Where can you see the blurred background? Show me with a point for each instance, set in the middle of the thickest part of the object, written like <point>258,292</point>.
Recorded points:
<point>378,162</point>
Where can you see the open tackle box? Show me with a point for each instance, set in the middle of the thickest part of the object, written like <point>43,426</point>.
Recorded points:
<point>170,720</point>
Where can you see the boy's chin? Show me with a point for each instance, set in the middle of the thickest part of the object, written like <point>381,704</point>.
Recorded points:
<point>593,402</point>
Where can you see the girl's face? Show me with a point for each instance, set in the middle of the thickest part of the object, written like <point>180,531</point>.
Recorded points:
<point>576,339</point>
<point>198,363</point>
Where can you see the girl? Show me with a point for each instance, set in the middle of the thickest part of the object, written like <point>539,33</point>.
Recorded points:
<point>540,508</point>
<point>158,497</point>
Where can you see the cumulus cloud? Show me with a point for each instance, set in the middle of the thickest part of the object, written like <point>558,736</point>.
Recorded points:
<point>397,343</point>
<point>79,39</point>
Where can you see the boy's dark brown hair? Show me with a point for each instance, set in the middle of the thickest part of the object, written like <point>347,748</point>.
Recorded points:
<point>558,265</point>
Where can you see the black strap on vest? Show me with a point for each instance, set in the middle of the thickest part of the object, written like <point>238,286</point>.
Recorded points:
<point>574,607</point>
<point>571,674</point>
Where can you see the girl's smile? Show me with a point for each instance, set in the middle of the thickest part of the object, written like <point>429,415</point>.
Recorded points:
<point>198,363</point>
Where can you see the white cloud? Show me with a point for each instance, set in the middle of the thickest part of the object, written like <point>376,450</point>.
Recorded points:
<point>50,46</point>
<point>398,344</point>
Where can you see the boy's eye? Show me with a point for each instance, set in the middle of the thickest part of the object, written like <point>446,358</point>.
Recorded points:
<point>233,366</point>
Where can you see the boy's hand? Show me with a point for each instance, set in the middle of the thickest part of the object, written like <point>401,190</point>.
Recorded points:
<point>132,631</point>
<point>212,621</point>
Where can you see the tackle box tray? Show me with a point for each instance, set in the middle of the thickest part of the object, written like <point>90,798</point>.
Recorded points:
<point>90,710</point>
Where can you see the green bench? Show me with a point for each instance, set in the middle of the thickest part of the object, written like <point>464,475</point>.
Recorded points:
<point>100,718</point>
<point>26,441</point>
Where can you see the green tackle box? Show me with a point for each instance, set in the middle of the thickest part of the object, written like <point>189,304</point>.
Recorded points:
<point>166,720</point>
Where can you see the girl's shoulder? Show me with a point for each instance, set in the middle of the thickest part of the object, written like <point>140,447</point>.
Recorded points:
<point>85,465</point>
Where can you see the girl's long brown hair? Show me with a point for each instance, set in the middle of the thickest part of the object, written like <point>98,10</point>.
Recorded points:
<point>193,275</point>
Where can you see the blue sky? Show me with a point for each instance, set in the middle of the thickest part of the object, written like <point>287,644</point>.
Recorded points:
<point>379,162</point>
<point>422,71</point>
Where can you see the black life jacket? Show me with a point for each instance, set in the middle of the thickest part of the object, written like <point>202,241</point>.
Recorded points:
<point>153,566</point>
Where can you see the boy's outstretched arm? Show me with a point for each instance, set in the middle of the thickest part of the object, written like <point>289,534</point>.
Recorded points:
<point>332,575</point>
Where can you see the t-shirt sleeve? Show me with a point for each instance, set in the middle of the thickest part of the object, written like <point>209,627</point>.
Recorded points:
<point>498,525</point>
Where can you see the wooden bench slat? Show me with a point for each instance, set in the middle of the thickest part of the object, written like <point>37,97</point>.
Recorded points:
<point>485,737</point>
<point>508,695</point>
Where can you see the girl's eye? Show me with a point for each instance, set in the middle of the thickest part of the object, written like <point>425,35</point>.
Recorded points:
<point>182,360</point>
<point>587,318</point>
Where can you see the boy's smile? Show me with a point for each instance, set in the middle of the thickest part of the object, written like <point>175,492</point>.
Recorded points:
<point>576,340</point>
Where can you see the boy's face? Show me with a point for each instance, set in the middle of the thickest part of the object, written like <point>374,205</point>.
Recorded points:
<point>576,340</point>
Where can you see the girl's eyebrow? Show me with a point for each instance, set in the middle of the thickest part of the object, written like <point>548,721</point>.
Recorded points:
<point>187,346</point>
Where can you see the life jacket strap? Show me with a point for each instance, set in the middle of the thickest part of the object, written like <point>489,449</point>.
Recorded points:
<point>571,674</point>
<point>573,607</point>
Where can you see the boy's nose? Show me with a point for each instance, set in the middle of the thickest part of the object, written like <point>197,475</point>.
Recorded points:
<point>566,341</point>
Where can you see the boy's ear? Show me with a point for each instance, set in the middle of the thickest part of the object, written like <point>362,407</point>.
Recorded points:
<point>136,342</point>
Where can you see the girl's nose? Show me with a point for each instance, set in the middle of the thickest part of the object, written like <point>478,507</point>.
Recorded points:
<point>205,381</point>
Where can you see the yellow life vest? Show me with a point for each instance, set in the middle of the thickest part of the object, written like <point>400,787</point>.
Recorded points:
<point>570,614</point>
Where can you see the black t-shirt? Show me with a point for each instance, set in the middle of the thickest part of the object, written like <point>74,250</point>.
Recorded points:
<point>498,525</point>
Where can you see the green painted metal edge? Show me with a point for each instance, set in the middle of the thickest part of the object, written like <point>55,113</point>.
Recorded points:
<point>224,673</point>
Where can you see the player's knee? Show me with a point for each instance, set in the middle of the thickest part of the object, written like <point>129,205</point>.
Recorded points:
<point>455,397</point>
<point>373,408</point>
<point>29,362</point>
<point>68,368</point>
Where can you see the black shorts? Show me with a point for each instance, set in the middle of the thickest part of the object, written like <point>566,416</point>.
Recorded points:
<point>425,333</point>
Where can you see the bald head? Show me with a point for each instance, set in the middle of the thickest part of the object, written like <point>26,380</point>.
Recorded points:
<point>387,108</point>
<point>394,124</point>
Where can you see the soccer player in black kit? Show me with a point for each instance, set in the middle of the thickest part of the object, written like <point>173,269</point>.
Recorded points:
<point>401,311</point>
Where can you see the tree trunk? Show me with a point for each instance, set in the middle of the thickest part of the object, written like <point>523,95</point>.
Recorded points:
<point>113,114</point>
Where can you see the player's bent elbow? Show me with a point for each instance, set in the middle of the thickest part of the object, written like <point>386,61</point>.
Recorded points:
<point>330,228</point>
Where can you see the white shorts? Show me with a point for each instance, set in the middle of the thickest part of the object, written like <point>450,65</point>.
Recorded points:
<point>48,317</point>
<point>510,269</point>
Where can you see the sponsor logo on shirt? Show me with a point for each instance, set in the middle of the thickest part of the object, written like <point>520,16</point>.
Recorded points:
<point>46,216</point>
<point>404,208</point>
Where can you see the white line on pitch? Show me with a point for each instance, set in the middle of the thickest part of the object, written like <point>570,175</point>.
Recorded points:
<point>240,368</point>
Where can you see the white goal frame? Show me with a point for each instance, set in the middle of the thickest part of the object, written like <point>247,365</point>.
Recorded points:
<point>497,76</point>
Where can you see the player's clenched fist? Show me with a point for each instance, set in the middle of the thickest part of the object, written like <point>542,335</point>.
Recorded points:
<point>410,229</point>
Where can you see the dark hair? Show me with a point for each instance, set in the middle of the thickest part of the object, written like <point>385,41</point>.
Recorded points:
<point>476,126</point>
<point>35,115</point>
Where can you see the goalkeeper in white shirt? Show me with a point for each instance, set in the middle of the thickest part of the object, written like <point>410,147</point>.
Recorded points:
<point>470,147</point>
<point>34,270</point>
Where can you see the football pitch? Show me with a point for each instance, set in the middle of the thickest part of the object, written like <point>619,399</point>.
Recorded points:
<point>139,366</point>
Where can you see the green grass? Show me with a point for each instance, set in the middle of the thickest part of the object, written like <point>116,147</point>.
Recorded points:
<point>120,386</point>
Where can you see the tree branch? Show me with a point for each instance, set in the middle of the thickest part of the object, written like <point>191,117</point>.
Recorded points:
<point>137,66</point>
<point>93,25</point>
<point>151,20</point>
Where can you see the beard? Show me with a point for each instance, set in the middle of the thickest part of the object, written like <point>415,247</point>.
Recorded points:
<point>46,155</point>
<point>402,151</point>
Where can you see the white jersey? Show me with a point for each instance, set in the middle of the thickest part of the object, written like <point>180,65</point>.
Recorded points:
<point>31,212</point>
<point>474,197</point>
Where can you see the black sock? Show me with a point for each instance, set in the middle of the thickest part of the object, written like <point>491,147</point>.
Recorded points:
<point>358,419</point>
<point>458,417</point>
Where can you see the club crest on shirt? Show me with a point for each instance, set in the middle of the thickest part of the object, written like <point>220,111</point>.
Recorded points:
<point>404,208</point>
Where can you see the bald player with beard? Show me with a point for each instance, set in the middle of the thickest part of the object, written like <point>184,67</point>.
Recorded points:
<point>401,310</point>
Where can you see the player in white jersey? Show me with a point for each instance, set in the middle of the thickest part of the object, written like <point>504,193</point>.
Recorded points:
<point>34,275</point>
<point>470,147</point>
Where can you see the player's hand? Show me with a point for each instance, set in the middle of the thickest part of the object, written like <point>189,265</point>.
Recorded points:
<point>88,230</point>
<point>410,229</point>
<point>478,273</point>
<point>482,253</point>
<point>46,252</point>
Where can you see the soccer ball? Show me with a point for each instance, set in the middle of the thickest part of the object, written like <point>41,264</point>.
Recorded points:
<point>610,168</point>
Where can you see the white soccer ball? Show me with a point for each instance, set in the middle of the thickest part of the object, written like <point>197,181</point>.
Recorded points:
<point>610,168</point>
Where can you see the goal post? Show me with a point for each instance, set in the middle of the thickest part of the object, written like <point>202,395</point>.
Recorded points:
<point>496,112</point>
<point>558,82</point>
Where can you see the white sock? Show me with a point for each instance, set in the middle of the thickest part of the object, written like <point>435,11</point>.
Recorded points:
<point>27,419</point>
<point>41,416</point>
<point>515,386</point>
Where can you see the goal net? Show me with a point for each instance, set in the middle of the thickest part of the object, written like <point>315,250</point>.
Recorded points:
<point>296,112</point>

▬▬▬▬▬▬

課題:
「Where can you see the goalkeeper」を含む行から「<point>458,417</point>」を含む行まで、両端の行も含めてその範囲だけを一字一句変えずに書き写してください。

出力全文:
Where can you see the goalkeeper in white shirt? Show me with a point for each instance, set in the middle of the thickest part of the object, written like <point>410,147</point>.
Recorded points:
<point>470,147</point>
<point>34,270</point>
Where can you see the football pitch? Show me with a point for each instance, set in the middle of the thickest part of the object, written like <point>619,399</point>.
Recorded points:
<point>139,366</point>
Where can you see the green grass? Show me with a point for each instance, set in the middle of the thickest part of the object, written like <point>116,147</point>.
Recorded points:
<point>120,386</point>
Where can you see the tree branch? Show me with a point for each instance, set in the middle of the thickest part of the object, written like <point>191,117</point>.
Recorded points:
<point>137,66</point>
<point>93,25</point>
<point>151,20</point>
Where can you see the beard? Show me with a point for each instance, set in the middle of the thickest part of the object, written like <point>415,247</point>.
Recorded points:
<point>46,155</point>
<point>402,151</point>
Where can you see the white jersey? Show me with a point for each instance, set in the middle of the thickest part of the object, written like <point>180,65</point>.
Recorded points:
<point>31,212</point>
<point>474,197</point>
Where can you see the black sock? Show me with a point for each instance, set in the middle of the thickest part of the object, written like <point>491,147</point>.
Recorded points:
<point>358,419</point>
<point>458,417</point>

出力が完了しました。